(Dataset entries)
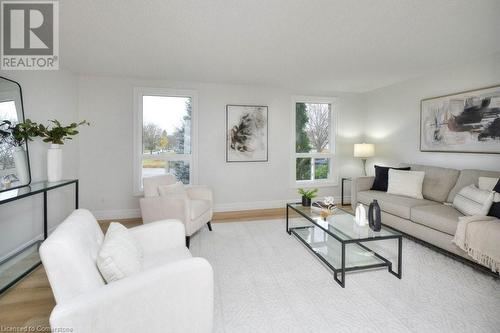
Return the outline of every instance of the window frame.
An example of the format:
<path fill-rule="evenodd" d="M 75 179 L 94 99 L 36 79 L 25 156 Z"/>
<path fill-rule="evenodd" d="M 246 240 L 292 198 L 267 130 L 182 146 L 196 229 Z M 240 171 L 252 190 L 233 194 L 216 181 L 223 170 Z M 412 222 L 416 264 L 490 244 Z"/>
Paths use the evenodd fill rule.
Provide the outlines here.
<path fill-rule="evenodd" d="M 295 123 L 296 123 L 296 104 L 297 103 L 318 103 L 318 104 L 330 104 L 330 133 L 329 133 L 329 144 L 330 151 L 328 153 L 297 153 L 296 152 L 296 135 Z M 291 136 L 290 136 L 290 185 L 292 188 L 307 188 L 307 187 L 331 187 L 338 186 L 338 170 L 335 167 L 336 163 L 336 144 L 337 144 L 337 124 L 338 124 L 338 113 L 337 113 L 337 99 L 335 97 L 318 97 L 318 96 L 292 96 L 292 107 L 291 107 Z M 327 179 L 320 180 L 297 180 L 296 172 L 297 158 L 327 158 L 329 159 L 329 172 Z"/>
<path fill-rule="evenodd" d="M 189 162 L 189 185 L 198 183 L 198 92 L 196 90 L 134 87 L 134 195 L 142 196 L 143 96 L 191 98 L 191 154 L 159 155 L 165 161 Z"/>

**Task objective:** Return the lines of the data above in full and exactly, with no pictures.

**Answer space:**
Return the outline of every instance of the window frame.
An example of the format:
<path fill-rule="evenodd" d="M 75 179 L 94 99 L 36 79 L 25 156 Z"/>
<path fill-rule="evenodd" d="M 246 240 L 292 198 L 267 130 L 182 146 L 196 229 Z M 240 171 L 252 190 L 233 194 L 216 181 L 223 170 Z M 412 222 L 416 264 L 490 244 Z"/>
Paths use the evenodd fill rule.
Provide the outlines here.
<path fill-rule="evenodd" d="M 295 123 L 296 123 L 296 104 L 297 103 L 318 103 L 318 104 L 330 104 L 330 133 L 329 133 L 329 144 L 330 151 L 328 153 L 297 153 L 296 152 L 296 135 Z M 291 136 L 290 136 L 290 185 L 292 188 L 307 188 L 307 187 L 331 187 L 338 186 L 338 170 L 335 167 L 336 163 L 336 144 L 337 144 L 337 124 L 338 124 L 338 113 L 337 113 L 337 99 L 335 97 L 318 97 L 318 96 L 292 96 L 292 107 L 291 107 Z M 327 179 L 320 180 L 297 180 L 296 172 L 297 158 L 327 158 L 329 159 L 329 172 Z"/>
<path fill-rule="evenodd" d="M 189 162 L 189 185 L 198 183 L 198 92 L 196 90 L 134 87 L 134 195 L 142 196 L 143 96 L 191 98 L 191 154 L 159 155 L 165 161 Z"/>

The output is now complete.